Reading text:

□ □ □ □

NW-DEVOPS: Platform Readiness and Infrastructure Design
Wave: DEVOPS (wave 4 of 6) | Agent: Apex (nw-platform-architect) | Command: /nw-devops
Overview
Execute DEVOPS wave: platform readiness|CI/CD pipeline setup|observability design|infrastructure preparation. Positioned between DESIGN and DISTILL (DISCOVER > DISCUSS > SPIKE > DESIGN > DEVOPS > DISTILL > DELIVER), ensures infrastructure is ready before acceptance tests and code.
Apex translates DESIGN architecture decisions into operational infrastructure: CI/CD pipelines|logging|monitoring|alerting|observability.
Output Tiers (per D2)
Provenance: feature lean-wave-documentation — D2 (schema-typed sections), D10 (one-line expansion descriptions). Tier-1 [REF] sections (always emitted) + Tier-2 EXPANSION CATALOG items (lazy, on-demand) are the two output bands. Full contract: nWave/skills/nw-density-resolution-contract/SKILL.md.
Tier-1 [REF] — always emitted
Under ## Wave: DEVOPS / [REF] <Section> headings:
- Environment matrix — table of target environments with platform + preconditions
- CI/CD pipeline outline — stage list with trigger rules per branch
- Monitoring contracts — KPI-to-instrument mapping (one row per outcome KPI)
- Deployment strategy — chosen strategy + rollback contract (one paragraph)
- Mutation testing strategy — selected mode (per-feature/nightly-delta/pre-release/disabled)
- Observability stack — chosen tools per signal class (logs/metrics/traces)
- Branching strategy — selected model + CI trigger alignment
- Coexistence matrix — tools that must continue to work alongside deployment
- Pre-requisites — DESIGN constraints the platform must satisfy
Tier-2 EXPANSION CATALOG — lazy, on-demand (per D10)

□ □ □ □

Requirement: Duplicate a passage from the DEVOPS wave reading text, starting with "Output Tiers (per" and going on through "signal class (logs/metrics/traces)".

Raw records:
□ □ □ □

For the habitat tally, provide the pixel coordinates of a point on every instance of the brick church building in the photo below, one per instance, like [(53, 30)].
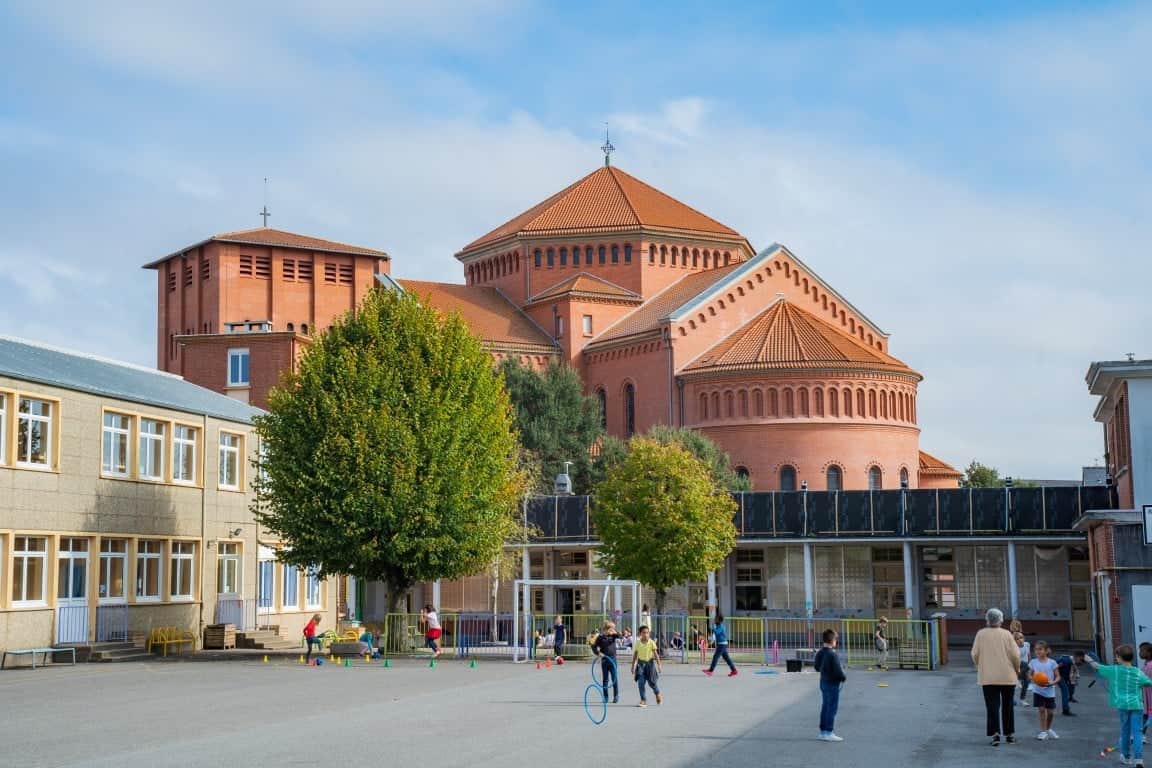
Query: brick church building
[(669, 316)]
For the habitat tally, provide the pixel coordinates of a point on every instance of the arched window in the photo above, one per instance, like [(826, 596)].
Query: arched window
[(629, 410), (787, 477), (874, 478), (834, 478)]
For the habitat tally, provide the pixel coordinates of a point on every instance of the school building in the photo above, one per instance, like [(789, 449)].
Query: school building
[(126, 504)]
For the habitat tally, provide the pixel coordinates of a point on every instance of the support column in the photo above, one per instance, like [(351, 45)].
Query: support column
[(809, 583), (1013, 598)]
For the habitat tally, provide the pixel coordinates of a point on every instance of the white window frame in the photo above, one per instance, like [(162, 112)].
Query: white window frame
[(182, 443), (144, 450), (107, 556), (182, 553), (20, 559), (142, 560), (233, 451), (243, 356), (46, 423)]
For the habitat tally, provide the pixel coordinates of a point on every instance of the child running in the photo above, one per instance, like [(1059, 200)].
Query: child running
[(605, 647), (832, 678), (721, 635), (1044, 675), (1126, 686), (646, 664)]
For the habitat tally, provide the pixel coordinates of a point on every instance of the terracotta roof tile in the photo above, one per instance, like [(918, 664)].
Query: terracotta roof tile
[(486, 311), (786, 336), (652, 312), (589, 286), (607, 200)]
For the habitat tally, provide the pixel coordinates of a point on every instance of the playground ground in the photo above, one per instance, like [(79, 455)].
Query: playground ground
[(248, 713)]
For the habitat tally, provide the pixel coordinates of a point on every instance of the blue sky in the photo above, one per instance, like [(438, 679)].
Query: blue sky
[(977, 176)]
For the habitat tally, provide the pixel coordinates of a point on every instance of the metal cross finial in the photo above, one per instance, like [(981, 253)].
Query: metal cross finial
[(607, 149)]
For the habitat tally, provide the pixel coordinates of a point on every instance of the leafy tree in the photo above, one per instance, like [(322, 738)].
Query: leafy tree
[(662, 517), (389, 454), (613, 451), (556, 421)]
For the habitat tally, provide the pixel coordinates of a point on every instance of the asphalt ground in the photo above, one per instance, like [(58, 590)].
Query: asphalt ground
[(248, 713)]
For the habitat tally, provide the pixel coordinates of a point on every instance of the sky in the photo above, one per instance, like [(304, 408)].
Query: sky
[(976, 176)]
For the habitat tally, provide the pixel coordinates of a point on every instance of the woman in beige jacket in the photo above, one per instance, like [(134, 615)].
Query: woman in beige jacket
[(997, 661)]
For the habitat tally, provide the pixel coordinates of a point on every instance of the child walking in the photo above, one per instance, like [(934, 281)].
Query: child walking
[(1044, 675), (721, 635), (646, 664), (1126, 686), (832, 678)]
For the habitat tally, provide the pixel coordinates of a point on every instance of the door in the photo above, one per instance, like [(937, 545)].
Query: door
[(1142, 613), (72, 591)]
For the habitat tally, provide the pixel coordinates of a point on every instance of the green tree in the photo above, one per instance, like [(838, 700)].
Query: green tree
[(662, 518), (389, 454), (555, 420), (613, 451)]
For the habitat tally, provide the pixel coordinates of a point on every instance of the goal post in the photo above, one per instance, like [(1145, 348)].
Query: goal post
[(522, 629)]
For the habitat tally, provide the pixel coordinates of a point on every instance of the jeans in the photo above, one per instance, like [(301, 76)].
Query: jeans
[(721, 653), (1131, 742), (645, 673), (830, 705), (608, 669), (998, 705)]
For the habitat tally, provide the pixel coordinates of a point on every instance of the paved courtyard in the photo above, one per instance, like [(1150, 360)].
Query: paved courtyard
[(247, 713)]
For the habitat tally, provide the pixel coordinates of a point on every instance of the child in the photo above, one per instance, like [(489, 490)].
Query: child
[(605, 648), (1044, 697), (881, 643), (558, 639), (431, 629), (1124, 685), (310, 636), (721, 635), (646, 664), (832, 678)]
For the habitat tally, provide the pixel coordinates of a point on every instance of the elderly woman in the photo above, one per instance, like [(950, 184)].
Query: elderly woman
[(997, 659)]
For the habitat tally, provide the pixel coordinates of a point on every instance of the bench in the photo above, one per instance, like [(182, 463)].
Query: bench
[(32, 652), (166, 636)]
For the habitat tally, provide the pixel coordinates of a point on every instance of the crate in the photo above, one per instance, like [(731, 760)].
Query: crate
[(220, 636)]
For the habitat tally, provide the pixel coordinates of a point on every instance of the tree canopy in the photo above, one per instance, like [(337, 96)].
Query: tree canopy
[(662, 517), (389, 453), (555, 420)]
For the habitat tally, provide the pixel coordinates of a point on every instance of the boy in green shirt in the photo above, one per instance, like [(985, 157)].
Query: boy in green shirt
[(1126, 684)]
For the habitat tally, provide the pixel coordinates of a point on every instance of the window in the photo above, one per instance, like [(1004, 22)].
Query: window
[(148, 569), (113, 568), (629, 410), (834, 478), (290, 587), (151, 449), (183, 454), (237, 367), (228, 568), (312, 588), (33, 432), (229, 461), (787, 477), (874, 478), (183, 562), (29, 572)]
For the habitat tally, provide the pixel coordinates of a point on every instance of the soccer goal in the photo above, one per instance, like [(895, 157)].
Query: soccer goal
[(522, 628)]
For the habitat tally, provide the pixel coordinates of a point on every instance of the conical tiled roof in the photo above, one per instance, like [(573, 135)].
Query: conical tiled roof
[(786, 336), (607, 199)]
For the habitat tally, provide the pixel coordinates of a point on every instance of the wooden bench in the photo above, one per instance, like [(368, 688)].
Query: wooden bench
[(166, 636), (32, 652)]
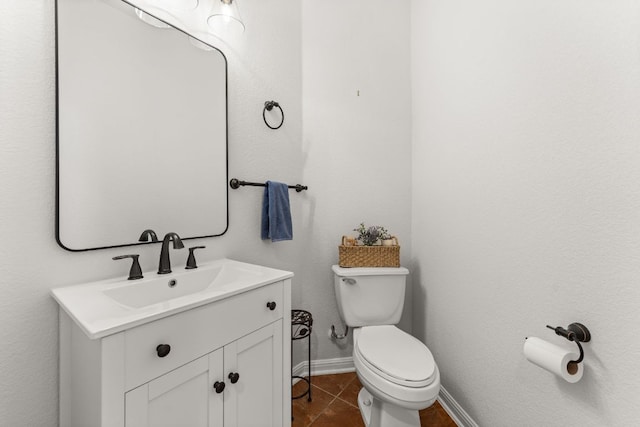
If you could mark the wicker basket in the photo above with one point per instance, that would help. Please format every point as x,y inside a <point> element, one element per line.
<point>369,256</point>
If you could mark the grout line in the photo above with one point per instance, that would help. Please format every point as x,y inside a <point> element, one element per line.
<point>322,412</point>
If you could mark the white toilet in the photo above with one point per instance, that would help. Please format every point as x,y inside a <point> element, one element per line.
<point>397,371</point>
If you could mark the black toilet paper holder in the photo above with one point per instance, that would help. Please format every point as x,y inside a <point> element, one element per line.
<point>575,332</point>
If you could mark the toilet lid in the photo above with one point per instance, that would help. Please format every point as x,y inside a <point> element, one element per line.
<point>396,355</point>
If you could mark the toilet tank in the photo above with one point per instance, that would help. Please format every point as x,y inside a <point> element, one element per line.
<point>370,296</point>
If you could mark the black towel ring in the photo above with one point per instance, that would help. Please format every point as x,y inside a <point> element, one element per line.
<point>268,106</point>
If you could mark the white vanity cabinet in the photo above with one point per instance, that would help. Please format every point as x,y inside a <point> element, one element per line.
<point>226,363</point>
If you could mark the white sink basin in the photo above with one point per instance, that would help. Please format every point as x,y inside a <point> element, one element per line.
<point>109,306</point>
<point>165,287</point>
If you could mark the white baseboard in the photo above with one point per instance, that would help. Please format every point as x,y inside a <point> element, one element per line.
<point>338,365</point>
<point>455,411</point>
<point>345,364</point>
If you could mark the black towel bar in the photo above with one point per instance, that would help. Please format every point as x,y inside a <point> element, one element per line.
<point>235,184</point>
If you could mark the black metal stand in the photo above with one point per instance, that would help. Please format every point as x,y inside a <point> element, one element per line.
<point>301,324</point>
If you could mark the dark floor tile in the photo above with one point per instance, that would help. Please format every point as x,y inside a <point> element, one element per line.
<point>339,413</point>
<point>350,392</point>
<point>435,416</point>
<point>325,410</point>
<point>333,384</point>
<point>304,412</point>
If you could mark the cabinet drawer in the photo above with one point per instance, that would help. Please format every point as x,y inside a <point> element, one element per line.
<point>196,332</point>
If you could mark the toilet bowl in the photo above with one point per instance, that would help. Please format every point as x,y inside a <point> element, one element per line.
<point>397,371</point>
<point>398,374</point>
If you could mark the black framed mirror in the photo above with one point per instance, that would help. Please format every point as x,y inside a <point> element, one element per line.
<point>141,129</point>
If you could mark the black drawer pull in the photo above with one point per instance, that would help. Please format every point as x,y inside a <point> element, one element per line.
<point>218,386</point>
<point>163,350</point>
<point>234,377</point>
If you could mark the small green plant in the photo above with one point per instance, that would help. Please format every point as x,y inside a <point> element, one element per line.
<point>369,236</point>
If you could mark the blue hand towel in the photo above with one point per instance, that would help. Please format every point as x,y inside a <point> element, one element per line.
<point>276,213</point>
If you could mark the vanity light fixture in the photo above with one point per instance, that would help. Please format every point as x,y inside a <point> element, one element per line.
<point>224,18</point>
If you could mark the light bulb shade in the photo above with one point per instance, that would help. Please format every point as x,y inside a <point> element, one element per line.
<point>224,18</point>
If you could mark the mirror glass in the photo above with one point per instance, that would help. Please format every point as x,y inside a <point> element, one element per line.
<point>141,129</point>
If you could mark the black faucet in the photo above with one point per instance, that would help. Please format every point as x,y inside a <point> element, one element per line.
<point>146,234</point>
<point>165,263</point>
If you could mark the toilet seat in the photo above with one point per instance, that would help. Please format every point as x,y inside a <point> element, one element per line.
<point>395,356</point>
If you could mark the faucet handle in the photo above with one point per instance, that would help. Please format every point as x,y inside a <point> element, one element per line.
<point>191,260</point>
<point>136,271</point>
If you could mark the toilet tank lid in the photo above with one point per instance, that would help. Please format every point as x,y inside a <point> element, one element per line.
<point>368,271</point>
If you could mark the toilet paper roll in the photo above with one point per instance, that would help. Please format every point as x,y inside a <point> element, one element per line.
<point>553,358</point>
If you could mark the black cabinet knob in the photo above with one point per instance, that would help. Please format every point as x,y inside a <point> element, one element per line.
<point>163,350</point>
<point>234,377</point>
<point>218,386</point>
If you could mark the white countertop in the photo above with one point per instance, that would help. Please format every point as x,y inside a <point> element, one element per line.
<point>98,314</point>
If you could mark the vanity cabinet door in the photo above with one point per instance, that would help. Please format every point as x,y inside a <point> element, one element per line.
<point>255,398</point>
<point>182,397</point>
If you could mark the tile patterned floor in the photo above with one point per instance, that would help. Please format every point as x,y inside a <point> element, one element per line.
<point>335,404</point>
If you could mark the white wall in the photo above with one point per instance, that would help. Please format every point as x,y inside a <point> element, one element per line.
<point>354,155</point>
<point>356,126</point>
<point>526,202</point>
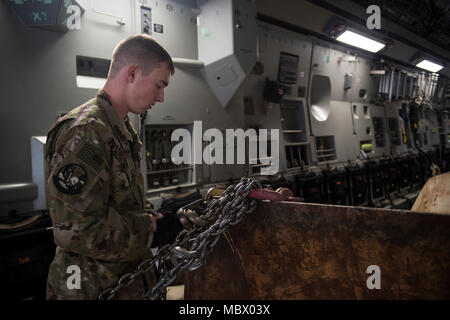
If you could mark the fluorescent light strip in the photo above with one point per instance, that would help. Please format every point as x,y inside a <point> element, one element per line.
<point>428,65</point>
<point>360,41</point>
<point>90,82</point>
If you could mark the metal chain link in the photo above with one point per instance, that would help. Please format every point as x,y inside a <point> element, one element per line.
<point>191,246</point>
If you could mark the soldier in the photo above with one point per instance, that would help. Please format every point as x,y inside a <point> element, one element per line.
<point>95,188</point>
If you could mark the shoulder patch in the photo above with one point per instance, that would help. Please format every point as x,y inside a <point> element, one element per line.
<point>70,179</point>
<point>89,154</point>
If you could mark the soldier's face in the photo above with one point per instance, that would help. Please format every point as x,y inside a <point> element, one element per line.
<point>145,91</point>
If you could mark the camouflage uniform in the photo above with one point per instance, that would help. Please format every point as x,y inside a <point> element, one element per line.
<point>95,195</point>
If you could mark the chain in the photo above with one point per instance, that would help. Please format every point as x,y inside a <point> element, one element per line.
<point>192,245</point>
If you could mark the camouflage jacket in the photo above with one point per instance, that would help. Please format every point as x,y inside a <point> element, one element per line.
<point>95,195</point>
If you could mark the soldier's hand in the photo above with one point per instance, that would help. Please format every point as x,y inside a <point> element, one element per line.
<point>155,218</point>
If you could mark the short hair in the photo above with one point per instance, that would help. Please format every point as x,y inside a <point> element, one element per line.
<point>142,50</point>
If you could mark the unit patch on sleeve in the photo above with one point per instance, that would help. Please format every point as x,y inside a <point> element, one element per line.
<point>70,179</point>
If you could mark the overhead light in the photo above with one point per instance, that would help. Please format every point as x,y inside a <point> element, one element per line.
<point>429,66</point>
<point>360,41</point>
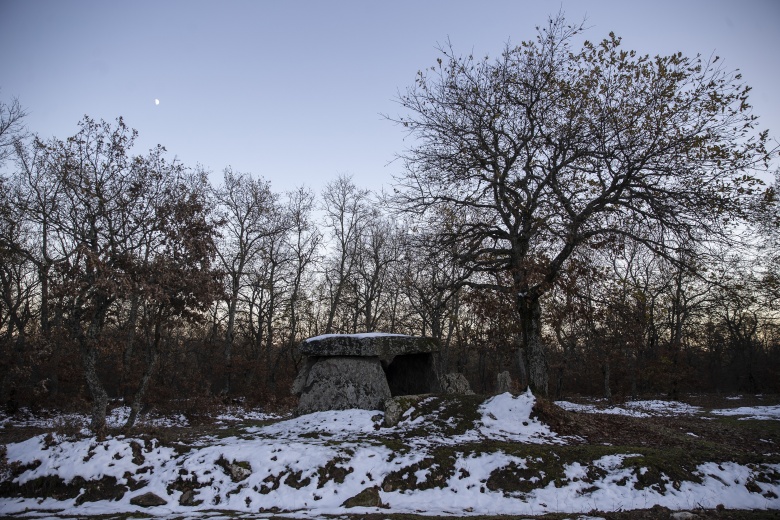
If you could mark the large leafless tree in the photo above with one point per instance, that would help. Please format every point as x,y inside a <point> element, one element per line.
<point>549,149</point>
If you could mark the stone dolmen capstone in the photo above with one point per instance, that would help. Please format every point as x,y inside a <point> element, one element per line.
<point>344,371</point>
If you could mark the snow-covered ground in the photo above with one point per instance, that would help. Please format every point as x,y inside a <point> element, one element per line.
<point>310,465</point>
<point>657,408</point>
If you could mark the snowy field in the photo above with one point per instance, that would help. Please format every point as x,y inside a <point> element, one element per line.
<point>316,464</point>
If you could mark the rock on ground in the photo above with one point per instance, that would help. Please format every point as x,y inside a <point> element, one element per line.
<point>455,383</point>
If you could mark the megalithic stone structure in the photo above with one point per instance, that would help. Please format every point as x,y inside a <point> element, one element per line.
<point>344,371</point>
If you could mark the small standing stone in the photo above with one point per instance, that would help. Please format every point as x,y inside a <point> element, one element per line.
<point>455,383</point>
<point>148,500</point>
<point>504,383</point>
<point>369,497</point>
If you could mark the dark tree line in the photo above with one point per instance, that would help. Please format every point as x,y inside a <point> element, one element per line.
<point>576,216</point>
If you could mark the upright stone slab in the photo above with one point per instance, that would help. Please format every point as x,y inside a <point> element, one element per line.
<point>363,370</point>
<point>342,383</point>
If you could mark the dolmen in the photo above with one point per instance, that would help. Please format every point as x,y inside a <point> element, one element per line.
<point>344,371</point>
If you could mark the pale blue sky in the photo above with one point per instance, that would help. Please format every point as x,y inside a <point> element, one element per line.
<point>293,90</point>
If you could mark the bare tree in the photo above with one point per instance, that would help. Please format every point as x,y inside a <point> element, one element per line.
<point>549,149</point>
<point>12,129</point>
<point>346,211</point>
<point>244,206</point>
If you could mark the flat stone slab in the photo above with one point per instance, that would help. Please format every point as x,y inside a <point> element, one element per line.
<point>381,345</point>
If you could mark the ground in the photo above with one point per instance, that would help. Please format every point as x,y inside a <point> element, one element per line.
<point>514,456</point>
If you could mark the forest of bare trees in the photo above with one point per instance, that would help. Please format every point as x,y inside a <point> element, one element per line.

□ □ □ □

Task solution:
Output Tiers (per D2)
Provenance: feature lean-wave-documentation — D2 (schema-typed sections), D10 (one-line expansion descriptions). Tier-1 [REF] sections (always emitted) + Tier-2 EXPANSION CATALOG items (lazy, on-demand) are the two output bands. Full contract: nWave/skills/nw-density-resolution-contract/SKILL.md.
Tier-1 [REF] — always emitted
Under ## Wave: DEVOPS / [REF] <Section> headings:
- Environment matrix — table of target environments with platform + preconditions
- CI/CD pipeline outline — stage list with trigger rules per branch
- Monitoring contracts — KPI-to-instrument mapping (one row per outcome KPI)
- Deployment strategy — chosen strategy + rollback contract (one paragraph)
- Mutation testing strategy — selected mode (per-feature/nightly-delta/pre-release/disabled)
- Observability stack — chosen tools per signal class (logs/metrics/traces)